Darren Williams says that he started volunteering for the Samaritans seven years ago, while working for Costa Coffee, as a way of finding fulfilment outside of the corporate world.

In his current role as Head of Retail at chocolate retailer Hotel Chocolat, it could be said that Williams has found a way in his professional career of combining both his corporate and charitable instincts.

Hotel Chocolat co-founders Angus Thirlwell & Peter Harris have never been afraid to stand apart from the crowd and this approach can clearly be seen in the retailer’s unique corporate responsibility programme Engaged Ethics.

“Engaged Ethics changes people’s lives,” Williams told Retail Gazette.

“We have done some tremendous work in Ghana, from assisting healthcare and funding schools to educating people about how to grow cocoa.”

Established as an alternative to Fair Trade accreditation, Engaged Ethics is not a charitable exercise but rather a kind of mission statement from the chocolatier: A promise that the retailer will try to make the lives of its suppliers and the communities they live in better through self-help programmes and beneficial trading practices.

Hotel Chocolat aims to buy the cocoa beans it uses to make its luxury chocolate at prices between 30 to 40 per cent higher than its rivals; it buys those beans wet rather than processed to ease the farmers’ workload; and it ensures that all of its ingredients can be traced back to where they were grown.

Williams explained: “Being outside of Fair Trade allows us to go over & above some of its basic standards. The way that we buy and pay for our cocoa, and the quality of the products we use alongside the cocoa, are industry leading.”

The company is certainly used to being different; as it operates its own commercial hotel on the Rabot Estate in St Lucia where it grows some of its beans, it insists on referring to its customers as ‘guests’, and it specialises in unique luxury products like its giant chocolate slabs.

And being different seems to be paying off, as it has also been one of the quiet success stories on the British high street over the last couple of years, and in 2011 it reported a pre-tax profit rise of 25 per cent and a 12 per cent jump in revenues.

Its latest innovative idea is a cafe-cum-shop-cum-restaurant called Roast & Conch which opened at the beginning of this year in London’s Covent Garden.

Conch & Roast is a concept store where ‘guests’ can buy hot beverages, savoury dishes, cakes, pastries and breakfast items all made with fresh cocoa which is ground, conched and tempered in front of their eyes.

“We have always been proud to be a British Chocolatier, controlling the process from tree to bar, and this new concept gives guests the opportunity to see that process in a new format.”

“It is a micro way of bringing the tree to bar process into central London and showing guest some of the work we do.”

The format has proved so successful that a second Roast and Conch store will be launched in Copenhagen in June and a further roll-out is being planned, as the business looks to expand its international footprint after establishing a reputation of quality in the UK.

When Williams joined Hotel Chocolat in 2009 it had just opened its 30th store. Last month, that total moved up to 61 with the unveiling of an outlet at the revamped concourse of London’s Kings Cross train station, but the retail boss cautions that it has never been interested in aggressive expansion.

■ ■ ■ ■ ■

## WORK TO BE COMPLETED:
In the article on Hotel Chocolat, how much more than its rivals does the company aim to pay for its cocoa beans?

## DATA SHOWN:
■ ■ ■ ■ ■

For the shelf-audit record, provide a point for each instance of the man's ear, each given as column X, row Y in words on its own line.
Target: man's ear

■ ■ ■ ■ ■

## SOLVED PROBLEM:
Between 30 and 40 percent more.